■ **Stated problem**
Take the lines from the one containing "Question. For every instance of the firefighter with" through the end of the material and write them out again, replacing "reflective vest" with "high-visibility vest" and leaving everything else as it is.

[start of Records]

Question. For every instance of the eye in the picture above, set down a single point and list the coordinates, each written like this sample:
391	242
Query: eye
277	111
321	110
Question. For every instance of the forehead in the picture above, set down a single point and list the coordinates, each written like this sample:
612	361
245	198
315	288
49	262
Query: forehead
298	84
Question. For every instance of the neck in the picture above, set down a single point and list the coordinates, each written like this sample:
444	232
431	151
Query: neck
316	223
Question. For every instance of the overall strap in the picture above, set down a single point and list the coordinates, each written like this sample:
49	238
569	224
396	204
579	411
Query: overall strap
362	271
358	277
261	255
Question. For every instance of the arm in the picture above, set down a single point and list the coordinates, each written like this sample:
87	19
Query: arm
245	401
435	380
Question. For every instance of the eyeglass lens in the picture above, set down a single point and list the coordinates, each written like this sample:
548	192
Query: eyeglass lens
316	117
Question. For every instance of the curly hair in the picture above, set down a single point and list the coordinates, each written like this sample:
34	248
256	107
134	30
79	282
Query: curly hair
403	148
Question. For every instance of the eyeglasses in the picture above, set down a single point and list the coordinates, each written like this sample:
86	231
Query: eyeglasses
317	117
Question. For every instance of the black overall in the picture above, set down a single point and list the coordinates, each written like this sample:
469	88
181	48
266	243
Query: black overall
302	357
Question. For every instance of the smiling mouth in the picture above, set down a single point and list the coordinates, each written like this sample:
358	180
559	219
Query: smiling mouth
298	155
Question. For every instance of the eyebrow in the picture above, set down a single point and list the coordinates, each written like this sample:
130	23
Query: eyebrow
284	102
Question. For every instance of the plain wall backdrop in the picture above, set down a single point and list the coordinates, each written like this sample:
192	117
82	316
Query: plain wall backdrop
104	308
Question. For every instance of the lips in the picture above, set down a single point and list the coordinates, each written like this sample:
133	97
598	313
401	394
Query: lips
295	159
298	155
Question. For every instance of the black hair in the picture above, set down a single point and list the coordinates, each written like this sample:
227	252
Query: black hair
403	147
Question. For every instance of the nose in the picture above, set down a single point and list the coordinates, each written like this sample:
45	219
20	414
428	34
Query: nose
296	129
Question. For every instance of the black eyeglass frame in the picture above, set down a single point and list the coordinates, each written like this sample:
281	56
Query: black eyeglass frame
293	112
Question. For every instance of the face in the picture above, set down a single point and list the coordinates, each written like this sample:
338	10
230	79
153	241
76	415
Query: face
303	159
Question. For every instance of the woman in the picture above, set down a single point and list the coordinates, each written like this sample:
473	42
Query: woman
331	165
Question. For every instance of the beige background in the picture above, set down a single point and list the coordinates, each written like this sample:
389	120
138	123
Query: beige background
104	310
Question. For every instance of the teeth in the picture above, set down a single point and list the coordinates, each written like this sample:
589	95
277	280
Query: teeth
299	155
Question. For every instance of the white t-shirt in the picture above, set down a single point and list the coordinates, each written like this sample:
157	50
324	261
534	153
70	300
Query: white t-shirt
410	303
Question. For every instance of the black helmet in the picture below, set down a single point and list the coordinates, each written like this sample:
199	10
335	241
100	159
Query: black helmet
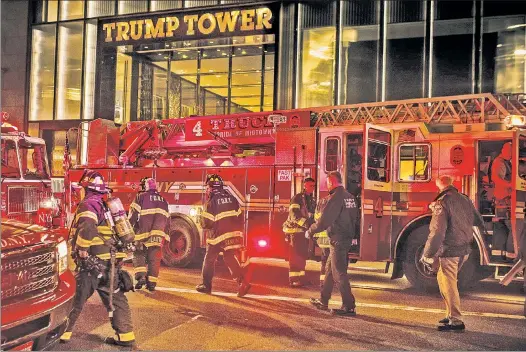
148	183
214	181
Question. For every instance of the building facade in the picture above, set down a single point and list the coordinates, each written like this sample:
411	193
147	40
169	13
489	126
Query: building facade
161	59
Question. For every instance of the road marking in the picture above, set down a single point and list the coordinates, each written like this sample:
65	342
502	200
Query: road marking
366	305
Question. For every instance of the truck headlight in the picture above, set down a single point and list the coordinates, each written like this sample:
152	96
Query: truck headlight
62	255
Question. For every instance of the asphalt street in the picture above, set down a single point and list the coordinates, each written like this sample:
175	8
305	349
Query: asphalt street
273	316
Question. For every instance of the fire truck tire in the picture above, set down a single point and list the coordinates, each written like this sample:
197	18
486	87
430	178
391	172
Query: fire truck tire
413	269
182	249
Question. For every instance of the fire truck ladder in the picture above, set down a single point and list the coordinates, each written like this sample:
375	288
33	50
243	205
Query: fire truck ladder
460	109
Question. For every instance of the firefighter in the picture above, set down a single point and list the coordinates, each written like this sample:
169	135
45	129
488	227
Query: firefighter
449	244
338	217
150	218
301	216
90	247
223	220
501	177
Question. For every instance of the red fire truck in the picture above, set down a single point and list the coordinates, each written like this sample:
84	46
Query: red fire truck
37	287
390	153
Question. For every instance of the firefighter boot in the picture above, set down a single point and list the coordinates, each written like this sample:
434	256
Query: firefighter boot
203	288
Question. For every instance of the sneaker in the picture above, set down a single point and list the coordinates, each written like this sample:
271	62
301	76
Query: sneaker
243	289
203	288
319	304
344	312
450	327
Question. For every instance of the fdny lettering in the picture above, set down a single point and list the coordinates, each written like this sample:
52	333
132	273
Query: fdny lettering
350	203
156	198
226	200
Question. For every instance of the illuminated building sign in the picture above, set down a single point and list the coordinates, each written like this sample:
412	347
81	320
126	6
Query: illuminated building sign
187	26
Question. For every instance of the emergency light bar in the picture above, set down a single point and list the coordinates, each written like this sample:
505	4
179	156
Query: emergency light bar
515	121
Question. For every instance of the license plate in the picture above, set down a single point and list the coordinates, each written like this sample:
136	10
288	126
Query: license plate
24	347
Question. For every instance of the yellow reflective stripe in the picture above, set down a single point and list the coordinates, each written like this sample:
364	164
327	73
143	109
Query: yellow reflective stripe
235	246
296	273
106	256
66	336
81	242
104	230
127	337
157	233
135	207
321	234
151	244
87	214
139	269
208	216
224	237
155	211
295	230
142	236
227	214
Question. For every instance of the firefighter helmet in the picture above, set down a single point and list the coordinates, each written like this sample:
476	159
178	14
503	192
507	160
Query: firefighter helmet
214	181
93	181
148	183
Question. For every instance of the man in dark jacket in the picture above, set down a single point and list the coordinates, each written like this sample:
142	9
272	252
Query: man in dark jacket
338	218
301	216
150	218
449	245
90	236
222	216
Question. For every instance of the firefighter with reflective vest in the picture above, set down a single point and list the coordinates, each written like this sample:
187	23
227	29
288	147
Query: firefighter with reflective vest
501	177
91	248
222	218
150	218
301	216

[end of Records]

■ **Exercise output**
Question. For every instance of the firefighter with high-visibility vest in the picture above, set down a single point and list the coordinates, each written like this sample:
187	23
227	29
288	147
Query: firefighter with high-visibility vest
501	177
91	248
222	218
150	218
301	216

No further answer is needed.